=== OBJETIVO DA TAREFA ===
Prolongue o texto sobre o acesso das grávidas às ecografias obstétricas, retomando-o logo após a última frase apresentada.

=== EXCERTO DO TEXTO ===
# # # # # # #
À falta de clínicas privadas com convenção com o Estado, junta-se ainda a incapacidade de os hospitais públicos darem resposta. Se outrora foram as unidades públicas que “deram uma grande resposta ao minimizar as falhas dos centros ecográficos, resolvendo situações emergentes, porque os médicos de família encaminhavam [as grávidas] para os hospitais, a realidade é que neste momento a maior parte dos hospitais não têm capacidade de recursos médicos para realizar as ecografias obstétricas”, adianta Fernando Cirurgião, apelando a medidas como “incentivos de formação” que tornem este exame apelativo, seja para o público ou para o privado.

Especialistas dizem que são três os fatores que contribuem para que seja cada vez mais difícil uma mulher fazer as ecografias obstétricas dentro dos tempos recomendados. (Freepik)

Para Rui Nunes, professor catedrático da Faculdade Medicina da Universidade do Porto, especialista em Política da Saúde, a falta de médicos habilitados para realizar este exame e a escassez de clínicas que trabalham com o SNS “coloca em causa o direito ao acesso à saúde”, uma vez que nem todas as grávidas têm capacidade financeira para suportar este tipo de exames no privado, tenham ou não um seguro ou plano de saúde, uma vez que os preços podem ir dos 80 aos 200 euros por ecografia.
# # # # # # #
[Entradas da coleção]

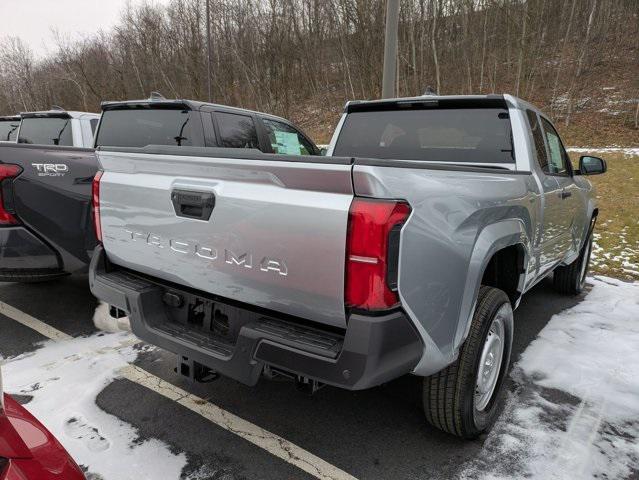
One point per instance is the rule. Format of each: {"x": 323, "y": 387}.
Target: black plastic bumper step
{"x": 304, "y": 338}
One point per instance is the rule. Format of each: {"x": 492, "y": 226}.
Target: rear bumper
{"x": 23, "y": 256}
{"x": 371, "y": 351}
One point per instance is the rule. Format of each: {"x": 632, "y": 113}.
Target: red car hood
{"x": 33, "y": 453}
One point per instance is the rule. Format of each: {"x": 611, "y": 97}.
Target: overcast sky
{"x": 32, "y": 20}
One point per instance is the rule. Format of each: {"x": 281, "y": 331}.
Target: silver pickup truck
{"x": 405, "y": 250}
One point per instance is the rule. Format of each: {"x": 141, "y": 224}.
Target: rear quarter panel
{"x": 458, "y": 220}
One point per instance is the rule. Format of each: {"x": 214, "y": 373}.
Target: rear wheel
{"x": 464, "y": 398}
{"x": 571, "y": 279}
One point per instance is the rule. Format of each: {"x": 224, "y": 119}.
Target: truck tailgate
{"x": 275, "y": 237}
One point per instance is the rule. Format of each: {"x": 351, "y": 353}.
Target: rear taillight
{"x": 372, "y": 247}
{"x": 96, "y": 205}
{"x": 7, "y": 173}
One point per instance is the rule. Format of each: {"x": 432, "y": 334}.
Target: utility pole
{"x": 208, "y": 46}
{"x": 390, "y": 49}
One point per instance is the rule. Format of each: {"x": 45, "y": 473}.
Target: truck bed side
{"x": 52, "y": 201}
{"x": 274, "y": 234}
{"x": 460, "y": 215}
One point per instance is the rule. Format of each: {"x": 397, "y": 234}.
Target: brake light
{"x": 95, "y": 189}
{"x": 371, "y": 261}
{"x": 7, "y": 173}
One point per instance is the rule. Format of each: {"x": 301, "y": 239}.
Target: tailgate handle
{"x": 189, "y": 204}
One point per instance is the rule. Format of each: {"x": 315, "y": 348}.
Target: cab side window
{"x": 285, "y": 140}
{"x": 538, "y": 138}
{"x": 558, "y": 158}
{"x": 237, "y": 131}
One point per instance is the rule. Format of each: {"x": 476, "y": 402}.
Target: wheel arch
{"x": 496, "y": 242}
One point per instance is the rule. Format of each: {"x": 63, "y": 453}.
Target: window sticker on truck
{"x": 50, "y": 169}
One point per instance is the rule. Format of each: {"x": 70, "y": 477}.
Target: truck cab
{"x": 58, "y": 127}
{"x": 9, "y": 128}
# # # # # # #
=== ÁREA DE RESPOSTA ===
Segundo as Tabelas de Meios Complementares de Diagnóstico e Terapêutica, cujos preços estão no site da ACSS (e atualizados a 1 de abril), a ecografia obstétrica do 1.º trimestre de gravidez realizada com acordos entre público e privado custa 14,5 euros, com uma taxa moderadora de 2,5 euros, já a ecografia obstétrica do 2.º trimestre custa 39 euros, com uma taxa moderadora de 7 euros, e a ecografia obstétrica do 3.º trimestre custa 14,5 euros, com uma taxa moderadora de 2,5 euros. Sem convenção, estes exames custam, em média, mais de 80 euros cada. E esta acaba por ser a realidade de muitas grávidas.

É incompreensível a falta de planeamento nesta matéria”, diz Rui Nunes, defendendo que é preciso reter médicos especialistas em Ginecologia e Obstetrícia no SNS e até incentivar à formação para que sejam em maior número aqueles que podem realizar este exame. “Esta é uma área onde facilmente se contratualiza com o setor privado, mas é preciso ver os preços de base, pois não há falta de capacidade instalada, mas de planeamento estratégico”, vinca o também antigo candidato à Ordem dos Médicos.

“Não dá para voltar atrás”. Médicos alertam para risco de saltar ecografias

Como se lê no site da Associação Portuguesa de Diagnóstico Pré Natal (APDPN), é aconselhável realizar uma ecografia obstétrica no 1º trimestre (entre as 11 e 13 semanas e seis dias), uma ecografia morfológica (entre as 20 e as 22 semanas) e uma ecografia de avaliação do crescimento e bem-estar fetal (entre as 30 e 32 semanas), podendo, em alguns casos ou em gravidezes de risco, ser necessário fazer mais ecografias durante a gestação.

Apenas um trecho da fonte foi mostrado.